**Task brief:** Present the following data again exactly as it is shown.

**Items from a data source:**

──────

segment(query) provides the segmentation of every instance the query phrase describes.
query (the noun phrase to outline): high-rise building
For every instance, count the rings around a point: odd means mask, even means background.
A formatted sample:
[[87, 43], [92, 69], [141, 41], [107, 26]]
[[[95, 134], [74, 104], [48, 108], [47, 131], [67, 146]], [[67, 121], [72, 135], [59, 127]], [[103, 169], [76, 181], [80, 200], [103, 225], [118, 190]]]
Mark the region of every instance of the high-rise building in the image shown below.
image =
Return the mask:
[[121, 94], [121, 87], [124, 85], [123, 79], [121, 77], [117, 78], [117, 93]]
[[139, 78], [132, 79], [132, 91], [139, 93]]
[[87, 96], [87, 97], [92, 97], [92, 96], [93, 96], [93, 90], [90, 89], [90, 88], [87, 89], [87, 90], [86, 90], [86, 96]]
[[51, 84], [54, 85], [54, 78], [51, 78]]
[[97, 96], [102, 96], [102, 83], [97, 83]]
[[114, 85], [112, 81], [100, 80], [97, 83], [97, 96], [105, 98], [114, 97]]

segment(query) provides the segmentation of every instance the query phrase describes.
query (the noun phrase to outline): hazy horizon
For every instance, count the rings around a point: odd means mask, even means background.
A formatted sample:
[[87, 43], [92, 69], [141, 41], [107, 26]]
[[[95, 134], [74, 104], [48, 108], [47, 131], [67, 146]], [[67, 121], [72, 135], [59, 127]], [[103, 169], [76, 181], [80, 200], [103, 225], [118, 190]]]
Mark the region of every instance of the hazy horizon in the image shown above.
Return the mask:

──────

**Result of this task:**
segment(query) provides the segmentation of every instance the query phrase describes.
query (the noun phrase to outline): high-rise building
For every instance, count the rings around a point: odd means mask, even means background.
A formatted sample:
[[87, 43], [92, 69], [141, 41], [107, 26]]
[[[95, 134], [74, 104], [48, 108], [47, 131], [67, 146]], [[67, 121], [72, 135], [59, 127]], [[103, 169], [76, 181], [80, 200], [103, 225], [118, 190]]]
Mark the region of every instance of the high-rise building in the image shown below.
image =
Return the mask:
[[121, 94], [121, 87], [124, 85], [123, 79], [121, 77], [117, 78], [117, 93]]
[[139, 78], [132, 79], [132, 91], [139, 93]]
[[87, 96], [87, 97], [92, 97], [92, 96], [93, 96], [93, 90], [90, 89], [90, 88], [87, 89], [87, 90], [86, 90], [86, 96]]
[[51, 84], [54, 85], [54, 78], [51, 78]]
[[97, 96], [102, 96], [102, 83], [97, 83]]
[[114, 85], [112, 81], [100, 80], [97, 83], [97, 96], [105, 98], [114, 97]]

segment(query) provides the segmentation of every instance the query phrase describes.
query (the noun phrase to outline): hazy horizon
For every instance, count the rings around a point: odd means mask, even means background.
A formatted sample:
[[87, 43], [92, 69], [141, 41], [107, 26]]
[[[95, 134], [74, 104], [48, 108], [47, 131], [67, 146]], [[67, 121], [72, 135], [59, 127]], [[103, 169], [76, 181], [80, 200], [103, 225], [118, 190]]]
Mark the region of every instance of the hazy horizon in the image shown above.
Return the mask:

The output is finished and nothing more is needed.